◆ SUPPLIED ENTRIES
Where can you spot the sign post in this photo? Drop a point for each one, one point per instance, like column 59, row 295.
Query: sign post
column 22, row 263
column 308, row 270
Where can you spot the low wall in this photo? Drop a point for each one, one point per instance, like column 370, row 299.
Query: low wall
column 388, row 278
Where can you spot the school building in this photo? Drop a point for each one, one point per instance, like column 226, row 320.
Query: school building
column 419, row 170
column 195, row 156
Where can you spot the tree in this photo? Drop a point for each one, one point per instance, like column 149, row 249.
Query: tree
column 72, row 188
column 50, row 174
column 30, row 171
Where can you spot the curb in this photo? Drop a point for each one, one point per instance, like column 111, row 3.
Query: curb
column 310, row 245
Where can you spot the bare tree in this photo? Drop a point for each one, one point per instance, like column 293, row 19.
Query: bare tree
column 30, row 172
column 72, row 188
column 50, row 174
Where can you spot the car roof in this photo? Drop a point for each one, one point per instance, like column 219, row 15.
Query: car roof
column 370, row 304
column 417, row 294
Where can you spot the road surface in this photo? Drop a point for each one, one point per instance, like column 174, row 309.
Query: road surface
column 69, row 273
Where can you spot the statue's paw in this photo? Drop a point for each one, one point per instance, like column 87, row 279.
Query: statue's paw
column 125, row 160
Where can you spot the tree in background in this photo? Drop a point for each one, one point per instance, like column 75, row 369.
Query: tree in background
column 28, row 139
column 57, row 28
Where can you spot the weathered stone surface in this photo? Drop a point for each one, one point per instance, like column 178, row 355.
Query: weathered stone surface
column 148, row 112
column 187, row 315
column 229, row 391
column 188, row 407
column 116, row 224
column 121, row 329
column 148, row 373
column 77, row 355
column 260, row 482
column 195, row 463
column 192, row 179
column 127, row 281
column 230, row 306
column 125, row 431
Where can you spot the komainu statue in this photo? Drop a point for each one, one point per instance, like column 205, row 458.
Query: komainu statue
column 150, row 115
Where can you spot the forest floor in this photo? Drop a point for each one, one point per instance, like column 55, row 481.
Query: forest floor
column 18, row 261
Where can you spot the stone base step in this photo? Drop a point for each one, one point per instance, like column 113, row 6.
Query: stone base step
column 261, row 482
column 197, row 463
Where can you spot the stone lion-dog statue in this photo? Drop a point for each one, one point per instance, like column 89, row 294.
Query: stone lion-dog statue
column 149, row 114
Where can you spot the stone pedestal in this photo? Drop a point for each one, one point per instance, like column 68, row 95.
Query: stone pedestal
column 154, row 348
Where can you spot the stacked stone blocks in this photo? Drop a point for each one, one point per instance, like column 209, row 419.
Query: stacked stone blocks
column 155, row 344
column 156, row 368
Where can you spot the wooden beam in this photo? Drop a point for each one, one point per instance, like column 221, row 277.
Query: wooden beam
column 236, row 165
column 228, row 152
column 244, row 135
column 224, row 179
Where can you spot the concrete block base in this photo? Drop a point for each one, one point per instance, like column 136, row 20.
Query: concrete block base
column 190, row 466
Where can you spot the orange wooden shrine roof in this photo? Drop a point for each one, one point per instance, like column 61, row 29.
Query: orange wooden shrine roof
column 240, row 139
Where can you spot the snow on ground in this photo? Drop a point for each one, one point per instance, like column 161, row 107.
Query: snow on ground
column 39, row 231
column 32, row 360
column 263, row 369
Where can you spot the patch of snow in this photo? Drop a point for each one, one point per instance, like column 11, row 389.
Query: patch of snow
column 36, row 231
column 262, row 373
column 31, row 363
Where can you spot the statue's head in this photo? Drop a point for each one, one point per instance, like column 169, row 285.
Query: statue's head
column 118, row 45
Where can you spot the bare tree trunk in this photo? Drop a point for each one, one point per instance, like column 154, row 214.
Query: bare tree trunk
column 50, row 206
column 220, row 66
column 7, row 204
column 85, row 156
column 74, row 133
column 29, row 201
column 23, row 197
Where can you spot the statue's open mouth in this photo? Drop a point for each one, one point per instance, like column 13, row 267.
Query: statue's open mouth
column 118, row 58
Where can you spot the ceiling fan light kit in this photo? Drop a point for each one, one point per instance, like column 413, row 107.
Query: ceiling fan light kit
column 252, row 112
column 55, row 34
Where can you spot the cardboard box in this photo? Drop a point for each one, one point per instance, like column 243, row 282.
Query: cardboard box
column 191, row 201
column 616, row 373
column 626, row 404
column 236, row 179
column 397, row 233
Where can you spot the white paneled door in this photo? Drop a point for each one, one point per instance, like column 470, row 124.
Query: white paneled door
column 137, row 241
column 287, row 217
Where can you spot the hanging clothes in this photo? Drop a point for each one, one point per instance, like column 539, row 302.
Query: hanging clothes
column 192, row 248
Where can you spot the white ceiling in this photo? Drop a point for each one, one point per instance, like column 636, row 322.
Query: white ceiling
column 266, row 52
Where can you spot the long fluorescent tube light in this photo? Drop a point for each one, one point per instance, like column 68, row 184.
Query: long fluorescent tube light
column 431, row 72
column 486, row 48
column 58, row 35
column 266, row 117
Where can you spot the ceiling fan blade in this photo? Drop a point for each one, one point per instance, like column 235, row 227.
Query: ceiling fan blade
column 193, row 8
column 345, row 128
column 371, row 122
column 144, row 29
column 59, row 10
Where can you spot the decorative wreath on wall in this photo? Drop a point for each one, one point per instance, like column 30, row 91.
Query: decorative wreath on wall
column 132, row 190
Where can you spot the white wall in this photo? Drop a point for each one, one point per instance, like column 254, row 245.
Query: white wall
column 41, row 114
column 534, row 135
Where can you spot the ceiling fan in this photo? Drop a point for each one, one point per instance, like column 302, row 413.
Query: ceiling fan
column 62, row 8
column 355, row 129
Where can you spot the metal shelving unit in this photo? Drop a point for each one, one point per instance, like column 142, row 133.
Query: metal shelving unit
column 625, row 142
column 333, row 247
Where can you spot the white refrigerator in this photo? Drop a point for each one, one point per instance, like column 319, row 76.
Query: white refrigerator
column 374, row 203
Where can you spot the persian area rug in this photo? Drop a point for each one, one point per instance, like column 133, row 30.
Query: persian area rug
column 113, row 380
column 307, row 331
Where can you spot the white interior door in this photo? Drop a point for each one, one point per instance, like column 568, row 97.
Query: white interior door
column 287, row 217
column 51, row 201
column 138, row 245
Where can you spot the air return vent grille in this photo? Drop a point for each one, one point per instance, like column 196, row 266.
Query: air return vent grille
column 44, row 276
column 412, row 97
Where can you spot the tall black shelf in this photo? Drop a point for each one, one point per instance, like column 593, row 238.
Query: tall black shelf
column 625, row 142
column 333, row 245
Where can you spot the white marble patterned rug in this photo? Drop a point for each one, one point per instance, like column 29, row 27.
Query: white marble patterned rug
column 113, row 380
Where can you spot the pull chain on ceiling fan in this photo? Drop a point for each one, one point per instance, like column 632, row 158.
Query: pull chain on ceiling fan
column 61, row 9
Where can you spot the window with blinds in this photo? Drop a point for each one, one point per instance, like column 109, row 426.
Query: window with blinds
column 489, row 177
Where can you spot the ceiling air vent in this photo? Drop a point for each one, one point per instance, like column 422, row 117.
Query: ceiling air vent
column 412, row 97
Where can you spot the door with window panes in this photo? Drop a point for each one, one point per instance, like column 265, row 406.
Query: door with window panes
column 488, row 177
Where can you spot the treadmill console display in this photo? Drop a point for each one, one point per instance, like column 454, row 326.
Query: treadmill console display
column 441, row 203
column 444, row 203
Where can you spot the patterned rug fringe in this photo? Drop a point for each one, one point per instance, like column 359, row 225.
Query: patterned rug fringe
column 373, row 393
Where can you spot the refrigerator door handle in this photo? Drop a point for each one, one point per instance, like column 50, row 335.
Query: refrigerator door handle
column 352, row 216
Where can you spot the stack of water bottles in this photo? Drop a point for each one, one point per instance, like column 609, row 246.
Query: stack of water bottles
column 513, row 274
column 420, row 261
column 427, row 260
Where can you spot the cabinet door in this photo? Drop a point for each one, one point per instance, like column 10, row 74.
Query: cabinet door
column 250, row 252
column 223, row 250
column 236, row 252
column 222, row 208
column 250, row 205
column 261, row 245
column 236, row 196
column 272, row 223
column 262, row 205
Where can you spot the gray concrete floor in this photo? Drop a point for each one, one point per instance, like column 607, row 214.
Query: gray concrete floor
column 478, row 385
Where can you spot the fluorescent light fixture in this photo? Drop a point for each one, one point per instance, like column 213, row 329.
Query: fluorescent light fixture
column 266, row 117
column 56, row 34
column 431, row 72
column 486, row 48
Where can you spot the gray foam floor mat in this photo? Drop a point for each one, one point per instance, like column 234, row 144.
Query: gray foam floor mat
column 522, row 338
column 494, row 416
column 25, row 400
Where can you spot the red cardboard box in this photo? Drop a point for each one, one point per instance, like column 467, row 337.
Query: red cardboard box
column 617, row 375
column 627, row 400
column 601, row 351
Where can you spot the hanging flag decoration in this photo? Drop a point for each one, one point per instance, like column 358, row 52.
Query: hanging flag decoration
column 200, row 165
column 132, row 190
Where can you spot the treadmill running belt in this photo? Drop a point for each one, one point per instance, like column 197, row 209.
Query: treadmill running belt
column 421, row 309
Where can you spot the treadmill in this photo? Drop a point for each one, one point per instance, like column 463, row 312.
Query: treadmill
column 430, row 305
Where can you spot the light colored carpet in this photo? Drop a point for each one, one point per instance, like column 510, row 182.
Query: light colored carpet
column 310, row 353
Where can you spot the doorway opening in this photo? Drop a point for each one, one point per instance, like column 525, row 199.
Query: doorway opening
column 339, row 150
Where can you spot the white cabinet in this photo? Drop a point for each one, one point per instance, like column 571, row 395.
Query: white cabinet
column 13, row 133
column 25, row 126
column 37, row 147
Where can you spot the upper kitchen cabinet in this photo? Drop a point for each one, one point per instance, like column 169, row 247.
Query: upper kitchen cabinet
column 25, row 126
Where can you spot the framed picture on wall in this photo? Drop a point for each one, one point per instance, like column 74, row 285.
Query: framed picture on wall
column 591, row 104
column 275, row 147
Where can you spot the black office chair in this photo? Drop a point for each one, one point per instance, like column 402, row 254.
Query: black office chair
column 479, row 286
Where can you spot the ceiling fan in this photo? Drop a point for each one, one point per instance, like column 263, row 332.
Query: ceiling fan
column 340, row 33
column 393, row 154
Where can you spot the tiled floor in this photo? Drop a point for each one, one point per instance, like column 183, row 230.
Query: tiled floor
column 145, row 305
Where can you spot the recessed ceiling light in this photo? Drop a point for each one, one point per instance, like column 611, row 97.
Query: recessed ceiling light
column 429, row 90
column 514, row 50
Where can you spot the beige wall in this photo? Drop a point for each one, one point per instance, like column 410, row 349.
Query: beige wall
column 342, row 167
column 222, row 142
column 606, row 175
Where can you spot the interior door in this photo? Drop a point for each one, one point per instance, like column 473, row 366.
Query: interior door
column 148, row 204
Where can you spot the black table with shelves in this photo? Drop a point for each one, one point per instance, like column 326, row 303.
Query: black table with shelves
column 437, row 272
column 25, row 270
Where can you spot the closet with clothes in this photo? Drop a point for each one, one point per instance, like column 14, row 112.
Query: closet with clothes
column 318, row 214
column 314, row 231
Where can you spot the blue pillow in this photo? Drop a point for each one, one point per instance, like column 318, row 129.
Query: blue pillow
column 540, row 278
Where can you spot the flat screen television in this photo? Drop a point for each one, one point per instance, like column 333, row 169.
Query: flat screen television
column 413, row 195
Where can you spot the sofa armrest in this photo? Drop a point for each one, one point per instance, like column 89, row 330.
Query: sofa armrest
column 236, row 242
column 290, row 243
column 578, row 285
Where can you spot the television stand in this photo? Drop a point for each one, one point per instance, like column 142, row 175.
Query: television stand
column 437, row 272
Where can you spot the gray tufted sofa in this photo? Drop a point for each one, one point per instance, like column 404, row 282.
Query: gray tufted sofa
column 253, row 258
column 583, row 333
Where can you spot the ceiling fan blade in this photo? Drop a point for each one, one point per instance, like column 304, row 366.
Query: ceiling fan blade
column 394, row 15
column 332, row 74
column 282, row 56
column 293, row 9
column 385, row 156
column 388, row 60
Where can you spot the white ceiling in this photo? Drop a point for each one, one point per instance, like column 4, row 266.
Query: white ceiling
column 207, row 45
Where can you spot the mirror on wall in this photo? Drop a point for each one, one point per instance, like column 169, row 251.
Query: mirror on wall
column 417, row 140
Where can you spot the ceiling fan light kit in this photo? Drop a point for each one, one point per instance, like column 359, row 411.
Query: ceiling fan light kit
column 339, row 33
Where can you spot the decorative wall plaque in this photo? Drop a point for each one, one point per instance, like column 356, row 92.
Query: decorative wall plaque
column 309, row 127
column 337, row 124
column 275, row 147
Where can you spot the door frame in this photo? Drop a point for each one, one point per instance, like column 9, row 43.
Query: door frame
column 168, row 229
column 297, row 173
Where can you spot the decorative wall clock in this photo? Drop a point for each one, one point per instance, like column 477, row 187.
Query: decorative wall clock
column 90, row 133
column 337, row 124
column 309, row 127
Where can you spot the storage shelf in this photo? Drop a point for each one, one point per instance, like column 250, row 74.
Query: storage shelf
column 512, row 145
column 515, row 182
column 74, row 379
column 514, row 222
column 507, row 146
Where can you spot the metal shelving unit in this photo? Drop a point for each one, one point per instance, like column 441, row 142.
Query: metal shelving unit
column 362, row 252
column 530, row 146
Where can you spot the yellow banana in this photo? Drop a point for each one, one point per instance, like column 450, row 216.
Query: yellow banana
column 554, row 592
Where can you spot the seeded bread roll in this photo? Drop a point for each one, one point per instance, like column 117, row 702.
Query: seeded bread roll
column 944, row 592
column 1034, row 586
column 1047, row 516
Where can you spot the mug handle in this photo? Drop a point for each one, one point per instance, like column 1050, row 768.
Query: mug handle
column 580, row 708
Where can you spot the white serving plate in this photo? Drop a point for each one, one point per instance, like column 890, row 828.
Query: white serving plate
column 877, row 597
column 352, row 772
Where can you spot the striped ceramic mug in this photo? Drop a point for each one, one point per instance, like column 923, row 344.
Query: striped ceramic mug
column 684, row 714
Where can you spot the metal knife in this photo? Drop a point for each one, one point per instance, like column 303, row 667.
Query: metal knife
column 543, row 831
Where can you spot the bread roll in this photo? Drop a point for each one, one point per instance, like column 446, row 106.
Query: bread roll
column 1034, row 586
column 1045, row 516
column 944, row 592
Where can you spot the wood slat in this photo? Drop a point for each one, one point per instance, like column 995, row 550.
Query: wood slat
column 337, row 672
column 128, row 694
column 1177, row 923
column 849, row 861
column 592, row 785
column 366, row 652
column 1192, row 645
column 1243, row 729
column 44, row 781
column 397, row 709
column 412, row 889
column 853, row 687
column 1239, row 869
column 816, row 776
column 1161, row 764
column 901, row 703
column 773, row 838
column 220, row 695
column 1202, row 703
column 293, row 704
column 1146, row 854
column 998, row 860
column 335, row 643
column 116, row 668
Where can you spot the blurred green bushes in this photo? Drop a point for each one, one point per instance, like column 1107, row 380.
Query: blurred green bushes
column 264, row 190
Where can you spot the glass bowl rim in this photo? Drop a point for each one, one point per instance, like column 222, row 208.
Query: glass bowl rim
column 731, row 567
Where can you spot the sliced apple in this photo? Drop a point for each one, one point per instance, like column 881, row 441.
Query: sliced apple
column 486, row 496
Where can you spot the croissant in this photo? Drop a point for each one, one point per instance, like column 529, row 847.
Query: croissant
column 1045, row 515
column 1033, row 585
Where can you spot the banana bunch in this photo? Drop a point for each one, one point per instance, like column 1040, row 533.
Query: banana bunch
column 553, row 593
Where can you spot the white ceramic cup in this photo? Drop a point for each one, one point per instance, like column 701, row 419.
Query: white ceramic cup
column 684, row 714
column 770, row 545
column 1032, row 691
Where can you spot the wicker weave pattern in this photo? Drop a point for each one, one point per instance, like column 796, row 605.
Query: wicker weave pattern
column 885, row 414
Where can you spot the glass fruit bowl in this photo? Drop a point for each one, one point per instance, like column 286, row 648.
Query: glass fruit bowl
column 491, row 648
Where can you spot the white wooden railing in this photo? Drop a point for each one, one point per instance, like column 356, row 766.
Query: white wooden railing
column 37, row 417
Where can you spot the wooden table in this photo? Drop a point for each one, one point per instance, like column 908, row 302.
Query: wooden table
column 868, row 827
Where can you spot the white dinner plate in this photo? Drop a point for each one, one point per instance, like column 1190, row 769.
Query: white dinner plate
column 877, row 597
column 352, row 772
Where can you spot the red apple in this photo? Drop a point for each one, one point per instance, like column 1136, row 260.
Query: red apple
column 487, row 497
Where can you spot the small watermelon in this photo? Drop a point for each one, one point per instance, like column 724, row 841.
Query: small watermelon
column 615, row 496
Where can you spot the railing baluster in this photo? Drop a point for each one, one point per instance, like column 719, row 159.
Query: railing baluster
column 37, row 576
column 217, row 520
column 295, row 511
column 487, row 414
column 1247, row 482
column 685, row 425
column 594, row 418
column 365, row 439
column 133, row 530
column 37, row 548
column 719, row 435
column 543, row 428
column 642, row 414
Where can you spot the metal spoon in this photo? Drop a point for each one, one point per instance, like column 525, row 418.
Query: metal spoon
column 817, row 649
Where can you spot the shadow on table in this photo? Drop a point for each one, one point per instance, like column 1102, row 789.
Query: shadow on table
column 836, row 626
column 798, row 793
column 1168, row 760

◆ TASK REQUIREMENTS
Each line from the one containing "Where can you spot the glass fruit" through the end of the entries, both included, is to be returned exactly, with no other lines.

◆ TASK RESPONSE
Where can you spot the glass fruit bowl in this photo? Drop a point for each one, one point per instance, like column 286, row 648.
Query: glass fruit bowl
column 491, row 648
Where can you spot the white wooden railing in this photo? Drop a point for each one, one point per instance, like column 356, row 766.
Query: white wooden railing
column 37, row 417
Where can you spot the wooden table in this photo? Drop a point for each one, one point per instance, like column 908, row 302.
Query: wooden table
column 868, row 827
Where can you spot the white dinner plate in this photo? Drop a point for each one, one point per instance, like column 1190, row 769.
Query: white dinner plate
column 877, row 597
column 352, row 772
Where can you spot the red apple in this photo? Drop a point for each one, one point per instance, like column 1136, row 260.
Query: red apple
column 487, row 497
Where can you spot the small watermelon in this photo? Drop a point for each one, one point per instance, like column 724, row 841.
Query: small watermelon
column 615, row 496
Where can you spot the railing baluster in this photo? Drop a point for each one, one point per instance, like column 719, row 159.
Query: railing baluster
column 37, row 576
column 217, row 520
column 295, row 511
column 487, row 414
column 1247, row 482
column 685, row 425
column 594, row 418
column 365, row 439
column 133, row 530
column 37, row 548
column 719, row 435
column 543, row 428
column 642, row 414
Where can you spot the metal spoon in this photo? Drop a point for each one, one point per instance, like column 525, row 418.
Query: metal spoon
column 817, row 649
Where can you spot the shadow on table in this photo? Drop a point for each one, one point per instance, like column 1102, row 789.
Query: shadow on table
column 836, row 626
column 798, row 793
column 1168, row 760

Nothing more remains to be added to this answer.